▸ Extrait source:
4. Considérant que Mme A...s'est mariée le 12 décembre 2006 avec un ressortissant français et est entrée en France le 23 janvier 2007 sous couvert d'un passeport revêtu d'un visa long séjour " visiteur-familleC... " ; que l'intéressée a obtenu la délivrance d'un premier titre de séjour en qualité de conjointe d'un ressortissant français valable du 23 janvier 2007 au 22 janvier 2008 et dont la validité a été renouvelée jusqu'au 22 janvier 2009 ; qu'en enfant est né de cette union le 23 mars 2007 ; qu'à la suite du dépôt d'une requête en divorce, Mme A...a obtenu la délivrance d'un titre de séjour en qualité de parent d'un enfant français valable jusqu'au 22 octobre 2012 ; que par jugement en date du 17 novembre 2009, confirmé par un arrêt en date du 10 juin 2010 de la cour d'appel d'Agen, le juge aux affaires familiales du tribunal de grande instance de Cahors a prononcé le divorce des époux et a fixé la résidence de l'enfant chez le père avec un droit d'hébergement un week-end sur deux et la moitié des vacances scolaires pour MmeA... ; que par l'arrêté contesté du 6 juin 2013, le préfet du Calvados a refusé à Mme A...de lui renouveler son titre de séjour et lui a fait obligation de quitter le territoire français au motif qu'elle n'établissait pas contribuer effectivement à l'entretien et à l'éducation de son enfant ; qu'il ressort toutefois des pièces du dossier que si la requérante ne participe pas financièrement à l'entretien de son enfant en raison de son état d'impécuniosité, elle établit avoir participé à l'éducation de son fils, à hauteur de ses possibilités, en lui envoyant plusieurs cadeaux, notamment au début de l'année 2013 ; que par ailleurs, il ressort des pièces du dossier que si elle a été dans l'incapacité d'exercer son droit d'hébergement, c'est en raison des déménagements successifs de son ex-époux et de sa situation extrêmement précaire, Mme A...étant sans domicile fixe jusqu'en avril 2013 ; qu'enfin MmeA..., à qui le jugement de divorce reconnaît l'autorité parentale conjointe sur son enfant, établit avoir entrepris des démarches pour exercer son droit de visite, notamment auprès d'une association de rencontre et médiation familiale à la Rochelle, là où résidait en dernier lieu son enfant ; que, dans ces conditions, Mme A...est fondée à soutenir que le préfet a méconnu les dispositions du 6° de l'article L. 313-11 du code de l'entrée et du séjour des étrangers et du droit d'asile ;

5. Considérant qu'il résulte de tout ce qui précède, et sans qu'il soit besoin d'examiner les autres moyens soulevés par la requérante, que Mme A...est fondée à soutenir que c'est à tort que, par le jugement attaqué, le tribunal administratif de Caen a rejeté sa demande ;

Sur les conclusions à fin d'injonction :

6. Considérant qu'il y a lieu, sous réserve d'un changement dans la situation de droit ou de fait de l'intéressée, d'enjoindre au préfet du Calvados de délivrer à Mme A...une carte de séjour temporaire portant la mention "vie privée et familiale", dans le délai de deux mois à compter de la notification du présent arrêt ;

Sur les conclusions tendant à l'application des dispositions de l'article 37 de la loi du 10 juillet 1991 et de l'article L. 761-1 du code de justice administrative :

7. Considérant qu'il y a lieu, en application de l'article L. 761-1 du code de justice administrative et de l'article 37 de la loi du 10 juillet 1991, de mettre à la charge de l'Etat le versement de la somme de 1 500 euros au profit de Me Le Boulanger, sous réserve que cette dernière renonce à percevoir la somme correspondant à la part contributive de l'Etat au titre de l'aide juridictionnelle ;

D E C I D E :

Article 1er : Le jugement du 28 novembre 2013 du tribunal administratif de Caen et l'arrêté du 6 juin 2013 du préfet du Calvados sont annulés.

▸ Consigne:
Poursuivez l'extrait de l'arrêt sur le séjour de Mme A... après son article 1er, s'il vous plaît. Les items qui suivent n'ont aucun lien avec l'extrait de l'arrêt.

▸ Liste des items:
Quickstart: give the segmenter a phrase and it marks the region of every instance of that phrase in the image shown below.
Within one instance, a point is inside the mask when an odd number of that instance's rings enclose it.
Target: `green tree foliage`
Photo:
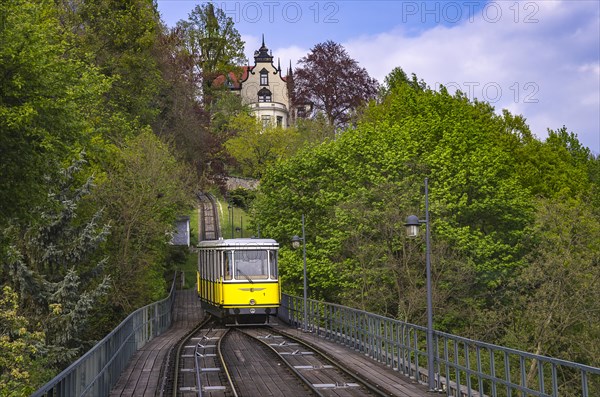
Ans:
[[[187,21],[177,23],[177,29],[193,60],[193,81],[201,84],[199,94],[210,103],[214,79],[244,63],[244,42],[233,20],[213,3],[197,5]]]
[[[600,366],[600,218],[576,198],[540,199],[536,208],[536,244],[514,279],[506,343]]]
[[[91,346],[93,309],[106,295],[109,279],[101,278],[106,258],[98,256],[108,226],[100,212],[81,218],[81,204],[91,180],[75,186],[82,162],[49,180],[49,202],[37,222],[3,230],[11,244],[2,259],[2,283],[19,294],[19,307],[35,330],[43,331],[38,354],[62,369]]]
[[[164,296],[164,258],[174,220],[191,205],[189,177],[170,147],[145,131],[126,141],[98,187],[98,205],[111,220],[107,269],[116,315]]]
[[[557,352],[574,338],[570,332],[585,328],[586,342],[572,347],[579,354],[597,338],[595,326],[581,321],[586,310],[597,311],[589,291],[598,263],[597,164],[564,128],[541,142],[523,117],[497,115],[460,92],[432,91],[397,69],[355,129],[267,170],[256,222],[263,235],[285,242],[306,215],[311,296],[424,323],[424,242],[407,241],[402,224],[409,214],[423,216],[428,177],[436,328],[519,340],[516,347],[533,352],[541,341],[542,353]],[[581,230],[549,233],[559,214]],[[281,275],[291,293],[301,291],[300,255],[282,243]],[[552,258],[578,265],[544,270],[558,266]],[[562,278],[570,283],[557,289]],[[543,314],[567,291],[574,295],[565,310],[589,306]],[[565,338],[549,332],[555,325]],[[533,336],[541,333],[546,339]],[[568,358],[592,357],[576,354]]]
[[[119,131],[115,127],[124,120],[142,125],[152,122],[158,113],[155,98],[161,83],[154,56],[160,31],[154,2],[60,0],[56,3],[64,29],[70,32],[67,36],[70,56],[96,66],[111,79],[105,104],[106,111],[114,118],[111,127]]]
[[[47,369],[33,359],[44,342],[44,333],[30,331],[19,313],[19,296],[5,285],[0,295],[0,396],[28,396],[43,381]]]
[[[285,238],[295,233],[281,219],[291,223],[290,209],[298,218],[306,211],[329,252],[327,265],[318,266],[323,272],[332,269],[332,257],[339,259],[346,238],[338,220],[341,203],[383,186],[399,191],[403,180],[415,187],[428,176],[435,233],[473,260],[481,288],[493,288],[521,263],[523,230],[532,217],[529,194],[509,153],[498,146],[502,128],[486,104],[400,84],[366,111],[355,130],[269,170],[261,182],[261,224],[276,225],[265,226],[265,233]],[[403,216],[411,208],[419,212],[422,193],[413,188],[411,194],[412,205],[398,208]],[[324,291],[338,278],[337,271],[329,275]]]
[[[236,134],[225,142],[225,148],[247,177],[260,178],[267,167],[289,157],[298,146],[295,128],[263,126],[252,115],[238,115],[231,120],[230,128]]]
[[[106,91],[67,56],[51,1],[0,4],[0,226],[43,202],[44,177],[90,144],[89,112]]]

---

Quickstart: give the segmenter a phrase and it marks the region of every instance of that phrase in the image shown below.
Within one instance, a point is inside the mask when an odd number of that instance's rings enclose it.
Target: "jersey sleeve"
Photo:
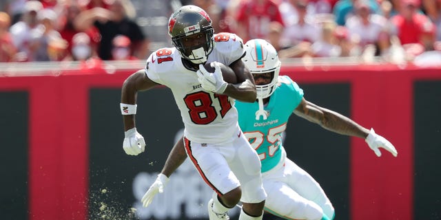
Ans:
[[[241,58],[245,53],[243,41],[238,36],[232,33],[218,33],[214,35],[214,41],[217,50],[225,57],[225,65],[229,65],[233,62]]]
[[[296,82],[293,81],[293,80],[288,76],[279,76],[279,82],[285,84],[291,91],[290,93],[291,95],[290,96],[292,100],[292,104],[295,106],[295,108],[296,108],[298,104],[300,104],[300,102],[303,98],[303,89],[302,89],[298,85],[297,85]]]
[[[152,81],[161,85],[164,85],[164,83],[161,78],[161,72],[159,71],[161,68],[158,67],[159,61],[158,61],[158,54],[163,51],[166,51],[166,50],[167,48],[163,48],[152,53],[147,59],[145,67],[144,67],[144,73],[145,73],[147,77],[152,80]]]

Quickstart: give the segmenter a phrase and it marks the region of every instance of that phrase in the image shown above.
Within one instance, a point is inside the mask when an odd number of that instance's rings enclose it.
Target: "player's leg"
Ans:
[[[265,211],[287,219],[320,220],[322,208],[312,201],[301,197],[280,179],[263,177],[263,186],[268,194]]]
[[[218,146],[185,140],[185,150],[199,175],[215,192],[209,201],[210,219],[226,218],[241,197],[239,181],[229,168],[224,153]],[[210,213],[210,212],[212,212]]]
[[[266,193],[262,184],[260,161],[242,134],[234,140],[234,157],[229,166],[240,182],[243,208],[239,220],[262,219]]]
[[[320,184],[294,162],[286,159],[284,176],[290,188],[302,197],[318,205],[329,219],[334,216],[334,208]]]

▸ Réponse:
Article 2 : Sous réserve d'un changement dans la situation de droit ou de fait de la requérante, il est enjoint au préfet du Calvados de délivrer à Mme A...une carte de séjour temporaire portant la mention "vie privée et familiale" dans le délai de deux mois à compter de la notification du présent arrêt.

Article 3 : L'Etat versera à Me Le Boulanger, avocat de MmeA..., la somme de 1500 euros en application des dispositions combinées des articles L. 761-1 du code de justice administrative et 37 de la loi du 10 juillet 1991, sous réserve pour cet avocat de renoncer à percevoir la somme correspondant à la part contributive de l'Etat au titre de l'aide juridictionnelle.

Article 4 : Le présent arrêt sera notifié à Mme B...A...et au ministre de l'intérieur.

Copie en sera adressée au préfet du Calvados.

Délibéré après l'audience du 5 décembre 2014 à laquelle siégeaient :

M. Francfort, président,

Mme Rimeu, premier conseiller,

Mme Piltant, premier conseiller,

Lu en audience publique le 23 décembre 2014.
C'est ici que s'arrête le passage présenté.